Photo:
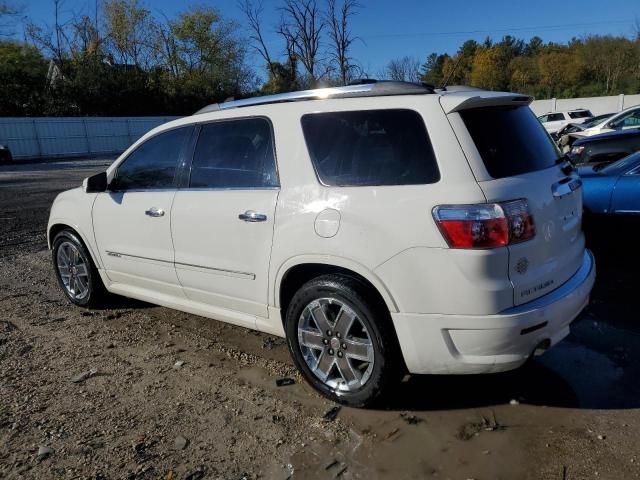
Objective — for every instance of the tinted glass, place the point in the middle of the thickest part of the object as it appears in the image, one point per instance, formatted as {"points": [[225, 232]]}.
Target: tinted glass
{"points": [[554, 117], [622, 166], [234, 154], [596, 120], [153, 164], [510, 140], [373, 147], [631, 120], [581, 114]]}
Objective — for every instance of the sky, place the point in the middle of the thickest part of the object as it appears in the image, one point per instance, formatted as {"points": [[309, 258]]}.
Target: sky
{"points": [[390, 29]]}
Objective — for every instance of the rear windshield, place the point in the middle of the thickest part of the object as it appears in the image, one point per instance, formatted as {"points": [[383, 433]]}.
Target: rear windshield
{"points": [[510, 140], [581, 114], [372, 147]]}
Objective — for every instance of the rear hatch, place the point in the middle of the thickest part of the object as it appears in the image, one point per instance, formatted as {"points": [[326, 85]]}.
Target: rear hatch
{"points": [[513, 157]]}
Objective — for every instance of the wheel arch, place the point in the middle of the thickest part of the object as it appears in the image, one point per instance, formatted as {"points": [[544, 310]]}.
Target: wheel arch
{"points": [[297, 271], [58, 226]]}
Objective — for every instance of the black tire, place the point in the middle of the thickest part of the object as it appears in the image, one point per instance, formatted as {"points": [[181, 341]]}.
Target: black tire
{"points": [[97, 292], [387, 365]]}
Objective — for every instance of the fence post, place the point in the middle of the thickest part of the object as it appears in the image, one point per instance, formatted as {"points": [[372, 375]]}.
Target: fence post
{"points": [[37, 138], [129, 131]]}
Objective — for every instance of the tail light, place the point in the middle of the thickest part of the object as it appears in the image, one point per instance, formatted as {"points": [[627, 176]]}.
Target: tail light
{"points": [[489, 225]]}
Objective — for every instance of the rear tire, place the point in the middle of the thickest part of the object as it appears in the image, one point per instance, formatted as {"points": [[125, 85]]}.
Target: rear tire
{"points": [[76, 273], [342, 341]]}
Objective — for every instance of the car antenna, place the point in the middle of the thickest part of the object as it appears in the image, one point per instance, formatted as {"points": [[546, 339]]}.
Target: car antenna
{"points": [[453, 70]]}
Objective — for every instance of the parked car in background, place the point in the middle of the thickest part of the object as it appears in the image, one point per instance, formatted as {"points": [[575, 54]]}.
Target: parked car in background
{"points": [[613, 190], [554, 121], [380, 228], [605, 148], [5, 154], [563, 136], [624, 120]]}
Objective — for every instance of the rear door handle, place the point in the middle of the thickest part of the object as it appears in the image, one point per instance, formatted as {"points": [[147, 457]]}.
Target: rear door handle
{"points": [[251, 216], [154, 212]]}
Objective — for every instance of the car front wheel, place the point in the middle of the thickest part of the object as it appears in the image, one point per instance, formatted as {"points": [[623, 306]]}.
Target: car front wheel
{"points": [[75, 271]]}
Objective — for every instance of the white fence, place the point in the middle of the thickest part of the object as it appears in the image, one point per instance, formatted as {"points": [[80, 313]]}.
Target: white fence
{"points": [[597, 105], [51, 137]]}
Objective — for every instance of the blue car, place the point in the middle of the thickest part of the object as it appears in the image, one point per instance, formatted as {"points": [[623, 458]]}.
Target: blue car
{"points": [[612, 189]]}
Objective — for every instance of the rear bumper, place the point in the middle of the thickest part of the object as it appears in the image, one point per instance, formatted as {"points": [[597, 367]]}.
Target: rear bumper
{"points": [[464, 344]]}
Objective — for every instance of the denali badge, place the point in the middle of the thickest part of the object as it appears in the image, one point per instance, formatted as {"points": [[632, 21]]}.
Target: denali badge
{"points": [[522, 265]]}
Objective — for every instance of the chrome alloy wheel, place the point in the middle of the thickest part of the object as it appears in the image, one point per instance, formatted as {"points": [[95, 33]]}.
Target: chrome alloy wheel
{"points": [[73, 271], [335, 344]]}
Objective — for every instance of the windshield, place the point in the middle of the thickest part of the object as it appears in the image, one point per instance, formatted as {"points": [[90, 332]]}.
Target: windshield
{"points": [[622, 165], [596, 120], [510, 140]]}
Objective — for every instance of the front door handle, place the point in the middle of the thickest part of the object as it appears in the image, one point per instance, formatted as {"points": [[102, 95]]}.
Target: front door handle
{"points": [[154, 212], [251, 216]]}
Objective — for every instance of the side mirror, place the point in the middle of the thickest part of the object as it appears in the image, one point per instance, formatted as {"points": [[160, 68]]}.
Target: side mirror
{"points": [[96, 183]]}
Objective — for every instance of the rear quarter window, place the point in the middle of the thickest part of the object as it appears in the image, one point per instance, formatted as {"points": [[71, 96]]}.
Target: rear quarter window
{"points": [[510, 140], [370, 147]]}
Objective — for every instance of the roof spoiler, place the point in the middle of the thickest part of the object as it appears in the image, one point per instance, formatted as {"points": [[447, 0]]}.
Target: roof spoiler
{"points": [[456, 102]]}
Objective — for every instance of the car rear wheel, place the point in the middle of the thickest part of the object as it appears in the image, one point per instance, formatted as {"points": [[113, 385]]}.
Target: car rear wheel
{"points": [[341, 340], [76, 273]]}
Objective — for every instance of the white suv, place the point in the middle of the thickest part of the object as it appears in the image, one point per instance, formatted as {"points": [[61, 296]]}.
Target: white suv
{"points": [[381, 228], [624, 120]]}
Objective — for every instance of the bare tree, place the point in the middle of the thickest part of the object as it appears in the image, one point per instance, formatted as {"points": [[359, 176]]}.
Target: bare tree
{"points": [[301, 26], [340, 35], [8, 12], [405, 69]]}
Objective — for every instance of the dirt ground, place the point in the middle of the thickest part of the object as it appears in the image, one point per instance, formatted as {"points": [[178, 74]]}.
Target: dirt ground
{"points": [[571, 414]]}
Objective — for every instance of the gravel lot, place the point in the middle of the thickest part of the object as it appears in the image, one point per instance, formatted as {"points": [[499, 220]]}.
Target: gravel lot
{"points": [[571, 414]]}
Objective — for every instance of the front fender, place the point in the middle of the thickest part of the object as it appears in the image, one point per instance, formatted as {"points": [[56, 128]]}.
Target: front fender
{"points": [[73, 209], [336, 262]]}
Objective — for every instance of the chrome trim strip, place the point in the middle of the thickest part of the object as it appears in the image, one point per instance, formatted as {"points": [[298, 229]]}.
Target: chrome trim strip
{"points": [[252, 276], [207, 189], [318, 93], [222, 271]]}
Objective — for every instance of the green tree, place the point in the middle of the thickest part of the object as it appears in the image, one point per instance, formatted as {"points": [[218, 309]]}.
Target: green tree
{"points": [[488, 69]]}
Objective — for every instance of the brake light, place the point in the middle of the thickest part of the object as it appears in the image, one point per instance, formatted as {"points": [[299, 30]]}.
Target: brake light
{"points": [[488, 225]]}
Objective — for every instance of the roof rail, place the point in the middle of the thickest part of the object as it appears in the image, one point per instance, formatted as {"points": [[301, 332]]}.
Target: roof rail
{"points": [[372, 88]]}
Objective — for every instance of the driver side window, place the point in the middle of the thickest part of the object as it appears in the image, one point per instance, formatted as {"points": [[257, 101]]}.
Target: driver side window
{"points": [[632, 119], [154, 163]]}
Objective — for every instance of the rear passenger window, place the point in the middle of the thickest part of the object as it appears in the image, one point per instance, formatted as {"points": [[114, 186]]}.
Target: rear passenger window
{"points": [[153, 164], [581, 114], [372, 147], [234, 154]]}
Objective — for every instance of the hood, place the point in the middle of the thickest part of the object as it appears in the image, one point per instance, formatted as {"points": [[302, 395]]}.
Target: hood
{"points": [[586, 171]]}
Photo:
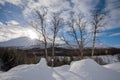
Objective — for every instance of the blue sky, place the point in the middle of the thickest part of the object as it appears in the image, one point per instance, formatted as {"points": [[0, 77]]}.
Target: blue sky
{"points": [[14, 11]]}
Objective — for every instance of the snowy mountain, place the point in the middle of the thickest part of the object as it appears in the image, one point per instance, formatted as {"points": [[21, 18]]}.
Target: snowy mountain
{"points": [[20, 42]]}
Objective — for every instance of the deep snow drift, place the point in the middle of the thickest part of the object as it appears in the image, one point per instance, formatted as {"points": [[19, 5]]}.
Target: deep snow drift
{"points": [[79, 70], [114, 66]]}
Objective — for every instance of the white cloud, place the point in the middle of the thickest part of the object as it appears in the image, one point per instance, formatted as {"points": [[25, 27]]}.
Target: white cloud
{"points": [[12, 30], [114, 13], [15, 2], [12, 22], [114, 34]]}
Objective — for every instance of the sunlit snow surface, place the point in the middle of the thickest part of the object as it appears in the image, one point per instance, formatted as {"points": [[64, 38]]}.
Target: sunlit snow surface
{"points": [[86, 69]]}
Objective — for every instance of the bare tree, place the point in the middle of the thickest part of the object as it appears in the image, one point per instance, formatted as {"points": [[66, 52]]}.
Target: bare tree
{"points": [[41, 28], [78, 33], [56, 25], [97, 24]]}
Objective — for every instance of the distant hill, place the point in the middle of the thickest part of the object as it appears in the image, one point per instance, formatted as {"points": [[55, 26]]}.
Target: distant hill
{"points": [[20, 42]]}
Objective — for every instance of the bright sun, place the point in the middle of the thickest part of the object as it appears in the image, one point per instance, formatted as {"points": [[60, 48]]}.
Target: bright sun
{"points": [[31, 34]]}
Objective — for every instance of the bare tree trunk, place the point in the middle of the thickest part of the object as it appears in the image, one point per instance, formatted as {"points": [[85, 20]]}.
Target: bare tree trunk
{"points": [[94, 40]]}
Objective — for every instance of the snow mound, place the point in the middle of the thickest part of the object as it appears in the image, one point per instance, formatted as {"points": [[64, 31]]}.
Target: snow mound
{"points": [[114, 66], [90, 70], [79, 70], [39, 71]]}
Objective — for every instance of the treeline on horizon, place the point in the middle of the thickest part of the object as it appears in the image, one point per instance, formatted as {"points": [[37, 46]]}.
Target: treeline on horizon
{"points": [[12, 57]]}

════════════════

* [WHAT NEEDS TO BE DONE] The line containing "Objective — for every instance of the bare tree trunk, place" marks the start; retype it and each line after it through the end of the records above, exactly.

* [EXERCISE ANSWER]
Objective — for every instance of the bare tree trunk, place the point in the middle of the thickest part of the object as it appears in the image, one point per instance, formatted as {"points": [[85, 20]]}.
Target: bare tree trunk
{"points": [[94, 40]]}
Objective — for every instance of the snow mound, place the point in the middle of the thickest part of the object as it appears in the image, one point per instance, formatted as {"points": [[64, 31]]}.
Target: snow mound
{"points": [[114, 66], [90, 70], [79, 70], [39, 71]]}
Objective — for every instance of the treeline on horizon, place the point in the middle of the thickest part of the object as it appears in the image, one point per instance, formatted as {"points": [[37, 46]]}.
Target: treeline on horizon
{"points": [[12, 57]]}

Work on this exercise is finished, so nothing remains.